*Work order A:*
Answer these questions from the passage on Chesnut, one line each:
(i) At what hour had the horn actually blown on the night Dr. Tom and Sally rose too early?
(ii) Which two offices did James hold?
(iii) In which newspaper did Chesnut see the advertisement she objected to?
*Work order B:*
Decide whether each statement agrees with the passage on Chesnut. Answer yes or no, and quote the words from the passage that decide it.
(i) Chesnut began her diary before the Civil War.
(ii) James resigned in 1860 after Abraham Lincoln was elected.
(iii) Dr. Tom and Sally owned a clock.

*Text block:*
While I loiter over my breakfast she gets my room in what she calls “apple pie” order When I am in my dressing room and bath she sweeps and dusts. It all seems cleaning and getting to rights by magic” Mostly, however, Chesnut’s life, like the lives of most plantation women, was filled with entertaining the many visitors and with gossip. Later, as the Civil War swelled around her, Chesnut began a diary in which she wrote down bits of gossip about the neighbors as well as comments on the people she met, including Jefferson Davis, the future president of the Confederacy, and his wife, Varina, as well as many local politicians and plantation owners. Typical of the tidbits that helped to liven her days on the too-peaceful plantation is this 1861 entry: “Tom River has a horn blown every morning before day to wake up his people. Dr. Tom and Sally have no clock, so when they hear the horn, they get up and prepare breakfast.
Some time ago … they heard the horn, got up and cooked their breakfast and ate it, and still had to wait for day. You can imagine those two sitting by the fire, with little to say, waiting and waiting! The horn had blown at ten o’clock at night for a Negro to take a dose of medicine” Chesnut’s contact with the outside world was mostly through her sister and through her own husband. She supported James in his political ambitions as he became a state legislator and later a United States senator. When in 1860 James resigned following the election of President Abraham Lincoln and returned home, Chesnut joined her husband in support of Jefferson Davis and the Confederacy. By this time, Chesnut had seen much that made her question the wisdom of slavery.
She had objected to an advertisement in the Camden paper selling a slave “so white as to be mistaken for a citizen” . And she had seen numbers of light-colored children around many of the neighbor homes. The sight led her to wonder about how having slave women, who were readily available and viewed as property, might tempt the male slave owners to behave in immoral ways. She had wondered also about the fate of slave women whom she had seen at auctions. Chesnut was strongly affected by these auctions, as shown in her later writing: “South Carolina slave holder as I am, my very soul sickens it is too dreadful” Seeing separate church services for blacks and whites made her question why all “Christians” did not talk to one another. Other things strengthened Chesnut’s hatred of slavery.

*Given information:*

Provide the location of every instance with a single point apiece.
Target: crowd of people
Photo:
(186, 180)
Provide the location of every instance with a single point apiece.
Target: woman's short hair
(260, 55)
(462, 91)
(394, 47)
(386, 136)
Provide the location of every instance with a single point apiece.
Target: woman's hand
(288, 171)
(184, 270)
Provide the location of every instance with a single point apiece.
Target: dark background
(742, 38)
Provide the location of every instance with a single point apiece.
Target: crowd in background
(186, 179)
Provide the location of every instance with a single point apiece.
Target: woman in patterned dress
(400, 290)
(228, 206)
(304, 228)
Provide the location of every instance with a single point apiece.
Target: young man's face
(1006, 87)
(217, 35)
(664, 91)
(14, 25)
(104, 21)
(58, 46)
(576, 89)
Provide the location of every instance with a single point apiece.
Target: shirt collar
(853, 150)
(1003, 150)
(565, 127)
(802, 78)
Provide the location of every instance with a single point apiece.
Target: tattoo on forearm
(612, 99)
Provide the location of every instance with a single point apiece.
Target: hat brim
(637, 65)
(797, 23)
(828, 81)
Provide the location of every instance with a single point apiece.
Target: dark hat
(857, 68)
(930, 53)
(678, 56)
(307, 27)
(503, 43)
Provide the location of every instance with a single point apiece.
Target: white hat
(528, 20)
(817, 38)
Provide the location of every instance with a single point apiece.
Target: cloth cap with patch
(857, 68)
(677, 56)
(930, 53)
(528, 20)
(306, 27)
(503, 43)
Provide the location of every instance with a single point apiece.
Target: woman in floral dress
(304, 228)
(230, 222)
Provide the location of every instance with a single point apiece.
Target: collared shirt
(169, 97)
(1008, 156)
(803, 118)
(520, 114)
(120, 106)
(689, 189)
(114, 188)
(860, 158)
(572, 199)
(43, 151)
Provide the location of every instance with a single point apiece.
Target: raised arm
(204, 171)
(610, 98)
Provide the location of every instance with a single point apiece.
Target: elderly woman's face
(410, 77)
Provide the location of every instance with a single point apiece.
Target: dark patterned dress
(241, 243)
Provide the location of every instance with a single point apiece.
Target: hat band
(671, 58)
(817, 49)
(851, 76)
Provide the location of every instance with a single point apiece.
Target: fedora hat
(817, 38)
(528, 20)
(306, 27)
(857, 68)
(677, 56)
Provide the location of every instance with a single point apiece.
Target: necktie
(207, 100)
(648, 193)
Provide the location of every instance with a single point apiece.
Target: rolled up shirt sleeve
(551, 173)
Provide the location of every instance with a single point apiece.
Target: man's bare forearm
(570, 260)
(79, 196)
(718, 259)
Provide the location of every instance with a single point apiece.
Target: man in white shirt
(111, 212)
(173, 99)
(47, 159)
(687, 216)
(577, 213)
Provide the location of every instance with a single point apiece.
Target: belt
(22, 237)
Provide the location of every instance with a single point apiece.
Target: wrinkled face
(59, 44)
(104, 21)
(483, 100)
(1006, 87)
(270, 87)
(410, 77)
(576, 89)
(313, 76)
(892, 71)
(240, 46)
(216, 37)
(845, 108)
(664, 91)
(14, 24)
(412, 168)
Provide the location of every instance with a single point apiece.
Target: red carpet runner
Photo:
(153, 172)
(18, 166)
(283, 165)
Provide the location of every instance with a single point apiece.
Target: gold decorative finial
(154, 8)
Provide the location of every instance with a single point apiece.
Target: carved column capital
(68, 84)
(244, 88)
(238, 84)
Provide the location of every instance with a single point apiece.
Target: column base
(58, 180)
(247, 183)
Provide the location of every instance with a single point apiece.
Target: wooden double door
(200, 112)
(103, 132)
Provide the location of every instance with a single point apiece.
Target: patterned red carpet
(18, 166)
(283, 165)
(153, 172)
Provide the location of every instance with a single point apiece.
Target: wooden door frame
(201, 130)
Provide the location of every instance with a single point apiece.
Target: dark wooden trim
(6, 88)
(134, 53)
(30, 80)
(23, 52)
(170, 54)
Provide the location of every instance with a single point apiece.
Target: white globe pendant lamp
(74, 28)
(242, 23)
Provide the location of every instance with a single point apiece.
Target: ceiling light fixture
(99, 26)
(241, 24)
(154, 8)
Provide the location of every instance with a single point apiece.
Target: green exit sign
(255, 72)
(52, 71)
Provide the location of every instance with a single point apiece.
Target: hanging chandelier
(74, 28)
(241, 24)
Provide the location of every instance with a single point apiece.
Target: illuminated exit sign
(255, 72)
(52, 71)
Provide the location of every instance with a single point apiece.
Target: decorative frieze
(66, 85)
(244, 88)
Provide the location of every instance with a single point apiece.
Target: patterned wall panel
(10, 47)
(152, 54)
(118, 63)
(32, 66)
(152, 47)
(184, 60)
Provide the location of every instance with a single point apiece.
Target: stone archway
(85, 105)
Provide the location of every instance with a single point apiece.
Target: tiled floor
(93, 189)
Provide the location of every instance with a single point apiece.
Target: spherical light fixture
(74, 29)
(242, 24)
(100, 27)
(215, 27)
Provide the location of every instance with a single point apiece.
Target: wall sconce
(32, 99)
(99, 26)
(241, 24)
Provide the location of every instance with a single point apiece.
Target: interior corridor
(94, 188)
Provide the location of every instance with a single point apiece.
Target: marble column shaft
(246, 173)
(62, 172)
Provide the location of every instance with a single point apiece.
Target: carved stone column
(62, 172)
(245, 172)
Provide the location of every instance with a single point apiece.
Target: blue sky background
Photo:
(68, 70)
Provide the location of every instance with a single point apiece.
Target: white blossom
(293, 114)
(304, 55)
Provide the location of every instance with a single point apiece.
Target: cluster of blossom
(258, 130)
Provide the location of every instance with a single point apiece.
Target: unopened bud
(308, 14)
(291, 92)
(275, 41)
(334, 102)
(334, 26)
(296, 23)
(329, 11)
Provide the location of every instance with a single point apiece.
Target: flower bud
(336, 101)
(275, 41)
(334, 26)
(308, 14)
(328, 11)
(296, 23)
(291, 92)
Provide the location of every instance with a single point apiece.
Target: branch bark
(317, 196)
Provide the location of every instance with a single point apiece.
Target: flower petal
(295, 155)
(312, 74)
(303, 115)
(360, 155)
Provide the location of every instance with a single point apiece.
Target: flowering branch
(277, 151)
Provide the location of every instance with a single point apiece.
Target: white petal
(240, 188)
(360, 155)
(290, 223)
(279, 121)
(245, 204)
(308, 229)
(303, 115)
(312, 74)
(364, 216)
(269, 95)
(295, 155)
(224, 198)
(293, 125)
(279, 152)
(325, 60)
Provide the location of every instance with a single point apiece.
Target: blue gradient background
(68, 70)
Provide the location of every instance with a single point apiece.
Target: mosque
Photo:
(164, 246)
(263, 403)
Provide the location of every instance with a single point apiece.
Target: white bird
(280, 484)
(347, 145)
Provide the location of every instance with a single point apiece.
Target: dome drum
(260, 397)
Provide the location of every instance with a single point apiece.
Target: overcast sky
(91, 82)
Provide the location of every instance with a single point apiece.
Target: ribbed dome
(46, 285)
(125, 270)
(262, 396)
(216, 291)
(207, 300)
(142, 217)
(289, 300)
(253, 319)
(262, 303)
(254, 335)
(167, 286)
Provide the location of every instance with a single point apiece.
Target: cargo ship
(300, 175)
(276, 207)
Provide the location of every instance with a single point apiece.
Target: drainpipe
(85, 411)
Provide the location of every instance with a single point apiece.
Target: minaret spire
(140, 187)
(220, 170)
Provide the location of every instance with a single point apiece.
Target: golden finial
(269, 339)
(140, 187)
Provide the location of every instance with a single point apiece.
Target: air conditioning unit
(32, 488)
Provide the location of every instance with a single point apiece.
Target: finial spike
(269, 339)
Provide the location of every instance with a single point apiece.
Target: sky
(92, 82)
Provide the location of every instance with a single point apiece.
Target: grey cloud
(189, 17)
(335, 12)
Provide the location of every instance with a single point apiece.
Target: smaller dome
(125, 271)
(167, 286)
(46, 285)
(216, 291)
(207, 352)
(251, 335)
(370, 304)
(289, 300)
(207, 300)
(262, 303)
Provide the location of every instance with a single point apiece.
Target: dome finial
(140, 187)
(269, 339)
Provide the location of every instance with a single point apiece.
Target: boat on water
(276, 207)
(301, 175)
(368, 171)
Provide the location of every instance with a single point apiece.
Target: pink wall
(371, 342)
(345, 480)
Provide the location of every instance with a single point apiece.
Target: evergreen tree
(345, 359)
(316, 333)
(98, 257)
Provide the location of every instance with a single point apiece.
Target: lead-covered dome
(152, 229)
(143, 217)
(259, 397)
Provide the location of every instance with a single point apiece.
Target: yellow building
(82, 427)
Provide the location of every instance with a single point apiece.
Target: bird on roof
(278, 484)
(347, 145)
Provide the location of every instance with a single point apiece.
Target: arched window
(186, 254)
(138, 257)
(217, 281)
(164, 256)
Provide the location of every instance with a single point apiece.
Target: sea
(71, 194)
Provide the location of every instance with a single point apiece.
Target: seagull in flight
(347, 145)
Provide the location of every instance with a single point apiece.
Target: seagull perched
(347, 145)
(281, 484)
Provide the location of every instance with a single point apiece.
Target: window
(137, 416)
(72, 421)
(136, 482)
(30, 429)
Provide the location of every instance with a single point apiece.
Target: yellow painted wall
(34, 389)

*Task response A:*
(i) Ten o'clock at night.
(ii) State legislator and, later, United States senator.
(iii) The Camden paper.

*Task response B:*
(i) No: "Later, as the Civil War swelled around her, Chesnut began a diary"
(ii) Yes: "When in 1860 James resigned following the election of President Abraham Lincoln and returned home"
(iii) No: "Dr. Tom and Sally have no clock"